Goal: Rewrite everything from the line containing "Provide the segmentation of every instance of the boutonniere." down to the end of the lines, swapping "boutonniere" for "corsage" and changing nothing else.

Stored data:

▬▬▬▬▬▬

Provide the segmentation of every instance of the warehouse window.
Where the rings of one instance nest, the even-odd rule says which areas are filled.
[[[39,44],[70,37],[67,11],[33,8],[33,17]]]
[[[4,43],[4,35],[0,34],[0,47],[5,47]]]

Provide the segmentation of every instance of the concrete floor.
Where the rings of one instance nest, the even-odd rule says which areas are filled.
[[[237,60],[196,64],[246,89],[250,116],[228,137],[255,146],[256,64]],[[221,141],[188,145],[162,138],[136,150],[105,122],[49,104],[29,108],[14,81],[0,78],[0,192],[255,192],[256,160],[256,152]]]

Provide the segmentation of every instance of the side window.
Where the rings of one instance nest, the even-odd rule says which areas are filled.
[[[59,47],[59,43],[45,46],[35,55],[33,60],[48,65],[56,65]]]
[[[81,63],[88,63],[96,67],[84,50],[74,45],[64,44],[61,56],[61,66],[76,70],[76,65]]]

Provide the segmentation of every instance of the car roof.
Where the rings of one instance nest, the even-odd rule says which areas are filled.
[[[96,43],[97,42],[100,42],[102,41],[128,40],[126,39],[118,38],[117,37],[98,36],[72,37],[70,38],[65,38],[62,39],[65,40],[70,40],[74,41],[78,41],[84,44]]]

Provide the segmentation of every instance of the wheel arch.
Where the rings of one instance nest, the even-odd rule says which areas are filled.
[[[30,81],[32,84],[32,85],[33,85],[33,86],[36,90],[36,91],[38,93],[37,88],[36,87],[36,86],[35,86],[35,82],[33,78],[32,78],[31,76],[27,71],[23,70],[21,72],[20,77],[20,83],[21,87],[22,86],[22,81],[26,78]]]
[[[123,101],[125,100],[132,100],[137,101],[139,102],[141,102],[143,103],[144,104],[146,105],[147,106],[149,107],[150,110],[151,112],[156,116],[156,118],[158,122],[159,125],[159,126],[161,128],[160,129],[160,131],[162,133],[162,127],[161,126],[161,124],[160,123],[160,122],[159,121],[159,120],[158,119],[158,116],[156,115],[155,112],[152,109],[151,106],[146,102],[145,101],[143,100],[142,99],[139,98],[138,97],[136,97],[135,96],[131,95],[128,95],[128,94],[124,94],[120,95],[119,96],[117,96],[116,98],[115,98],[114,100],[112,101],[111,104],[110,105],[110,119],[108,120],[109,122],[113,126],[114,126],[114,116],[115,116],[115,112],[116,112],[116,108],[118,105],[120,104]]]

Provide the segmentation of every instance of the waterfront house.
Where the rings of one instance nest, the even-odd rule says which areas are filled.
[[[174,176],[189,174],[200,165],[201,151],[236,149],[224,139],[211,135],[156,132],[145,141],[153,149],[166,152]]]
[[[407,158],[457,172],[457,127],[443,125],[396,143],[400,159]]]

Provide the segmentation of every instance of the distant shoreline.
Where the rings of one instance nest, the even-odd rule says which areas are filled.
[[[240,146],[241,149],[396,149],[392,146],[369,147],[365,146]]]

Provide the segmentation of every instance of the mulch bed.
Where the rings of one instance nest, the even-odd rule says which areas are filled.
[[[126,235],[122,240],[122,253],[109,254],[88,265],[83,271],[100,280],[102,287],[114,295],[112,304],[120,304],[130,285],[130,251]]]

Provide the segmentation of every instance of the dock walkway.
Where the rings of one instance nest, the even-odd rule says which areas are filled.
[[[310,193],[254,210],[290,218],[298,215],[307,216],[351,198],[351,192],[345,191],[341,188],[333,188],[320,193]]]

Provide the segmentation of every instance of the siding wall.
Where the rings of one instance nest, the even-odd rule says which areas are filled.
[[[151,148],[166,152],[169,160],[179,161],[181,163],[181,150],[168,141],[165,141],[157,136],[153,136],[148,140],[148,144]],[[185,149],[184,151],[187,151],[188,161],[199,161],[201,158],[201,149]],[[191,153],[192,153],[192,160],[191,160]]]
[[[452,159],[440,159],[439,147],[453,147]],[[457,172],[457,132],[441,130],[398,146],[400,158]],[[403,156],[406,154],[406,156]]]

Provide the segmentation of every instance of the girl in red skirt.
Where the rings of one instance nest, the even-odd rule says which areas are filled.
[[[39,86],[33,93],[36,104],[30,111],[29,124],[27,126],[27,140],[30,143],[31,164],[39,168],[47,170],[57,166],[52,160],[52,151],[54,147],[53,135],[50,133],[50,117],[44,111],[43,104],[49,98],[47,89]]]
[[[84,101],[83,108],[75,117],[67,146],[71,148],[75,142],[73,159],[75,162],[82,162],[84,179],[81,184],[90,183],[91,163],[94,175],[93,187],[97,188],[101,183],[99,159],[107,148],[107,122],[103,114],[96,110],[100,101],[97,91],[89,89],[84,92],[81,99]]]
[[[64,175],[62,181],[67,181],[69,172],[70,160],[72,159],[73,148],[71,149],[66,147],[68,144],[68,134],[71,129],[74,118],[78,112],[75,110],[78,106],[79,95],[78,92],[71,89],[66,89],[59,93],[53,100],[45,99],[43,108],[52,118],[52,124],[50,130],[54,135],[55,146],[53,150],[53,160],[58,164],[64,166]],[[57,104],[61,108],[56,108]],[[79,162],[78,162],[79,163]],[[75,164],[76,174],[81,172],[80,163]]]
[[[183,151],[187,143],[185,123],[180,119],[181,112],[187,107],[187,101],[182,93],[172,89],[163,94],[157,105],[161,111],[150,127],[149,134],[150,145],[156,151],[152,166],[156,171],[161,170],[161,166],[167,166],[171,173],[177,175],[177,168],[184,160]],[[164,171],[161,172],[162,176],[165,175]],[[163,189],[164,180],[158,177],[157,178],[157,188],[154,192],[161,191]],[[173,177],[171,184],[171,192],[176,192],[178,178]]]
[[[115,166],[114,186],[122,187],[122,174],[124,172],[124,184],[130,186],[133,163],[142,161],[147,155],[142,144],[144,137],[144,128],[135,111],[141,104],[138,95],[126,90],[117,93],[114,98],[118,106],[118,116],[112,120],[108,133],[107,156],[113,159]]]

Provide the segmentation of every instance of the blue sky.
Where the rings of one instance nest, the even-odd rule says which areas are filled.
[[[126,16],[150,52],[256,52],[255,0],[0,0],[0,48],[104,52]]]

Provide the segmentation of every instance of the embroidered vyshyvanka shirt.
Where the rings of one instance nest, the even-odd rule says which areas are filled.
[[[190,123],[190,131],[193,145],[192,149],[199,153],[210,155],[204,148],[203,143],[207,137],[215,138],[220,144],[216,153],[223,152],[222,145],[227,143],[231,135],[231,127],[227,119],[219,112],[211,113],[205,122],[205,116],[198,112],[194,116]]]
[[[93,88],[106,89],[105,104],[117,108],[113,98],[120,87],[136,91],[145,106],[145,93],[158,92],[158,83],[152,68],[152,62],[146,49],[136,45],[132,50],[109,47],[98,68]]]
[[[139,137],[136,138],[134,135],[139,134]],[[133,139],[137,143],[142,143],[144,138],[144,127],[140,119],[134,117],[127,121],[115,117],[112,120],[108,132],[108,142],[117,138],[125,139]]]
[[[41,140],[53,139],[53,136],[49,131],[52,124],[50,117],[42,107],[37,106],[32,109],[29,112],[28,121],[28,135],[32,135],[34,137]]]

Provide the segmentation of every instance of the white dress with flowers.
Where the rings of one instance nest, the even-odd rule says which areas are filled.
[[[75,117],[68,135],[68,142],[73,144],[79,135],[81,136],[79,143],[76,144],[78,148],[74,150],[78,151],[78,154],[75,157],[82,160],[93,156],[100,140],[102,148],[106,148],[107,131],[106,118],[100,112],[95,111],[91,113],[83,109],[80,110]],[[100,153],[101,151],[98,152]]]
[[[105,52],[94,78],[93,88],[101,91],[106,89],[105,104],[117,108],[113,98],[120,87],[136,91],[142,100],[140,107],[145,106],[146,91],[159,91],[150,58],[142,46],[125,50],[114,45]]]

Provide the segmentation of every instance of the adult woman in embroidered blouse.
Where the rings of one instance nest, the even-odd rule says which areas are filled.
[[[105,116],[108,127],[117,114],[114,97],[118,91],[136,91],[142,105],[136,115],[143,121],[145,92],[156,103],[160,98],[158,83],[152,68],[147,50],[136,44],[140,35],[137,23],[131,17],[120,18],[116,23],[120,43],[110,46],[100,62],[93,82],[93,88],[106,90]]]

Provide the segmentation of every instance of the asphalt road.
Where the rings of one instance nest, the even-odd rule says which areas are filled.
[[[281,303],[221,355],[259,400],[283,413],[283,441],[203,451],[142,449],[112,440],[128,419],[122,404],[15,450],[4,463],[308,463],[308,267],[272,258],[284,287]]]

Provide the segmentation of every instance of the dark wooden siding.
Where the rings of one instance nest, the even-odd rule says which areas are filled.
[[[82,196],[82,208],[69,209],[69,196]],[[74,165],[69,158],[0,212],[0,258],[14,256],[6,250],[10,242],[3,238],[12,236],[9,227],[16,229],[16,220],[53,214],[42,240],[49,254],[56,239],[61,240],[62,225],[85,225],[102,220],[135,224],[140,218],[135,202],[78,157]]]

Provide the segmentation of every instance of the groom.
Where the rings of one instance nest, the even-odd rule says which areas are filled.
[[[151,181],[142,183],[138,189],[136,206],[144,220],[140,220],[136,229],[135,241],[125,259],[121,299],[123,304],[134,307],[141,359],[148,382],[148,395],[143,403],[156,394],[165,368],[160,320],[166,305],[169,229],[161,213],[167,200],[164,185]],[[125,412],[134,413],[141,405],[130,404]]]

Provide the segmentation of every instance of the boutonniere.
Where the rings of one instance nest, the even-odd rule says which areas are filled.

▬▬▬▬▬▬

Solution:
Provide the segmentation of every instance of the corsage.
Where the rings of one instance nest, the even-odd rule says which areas are filled.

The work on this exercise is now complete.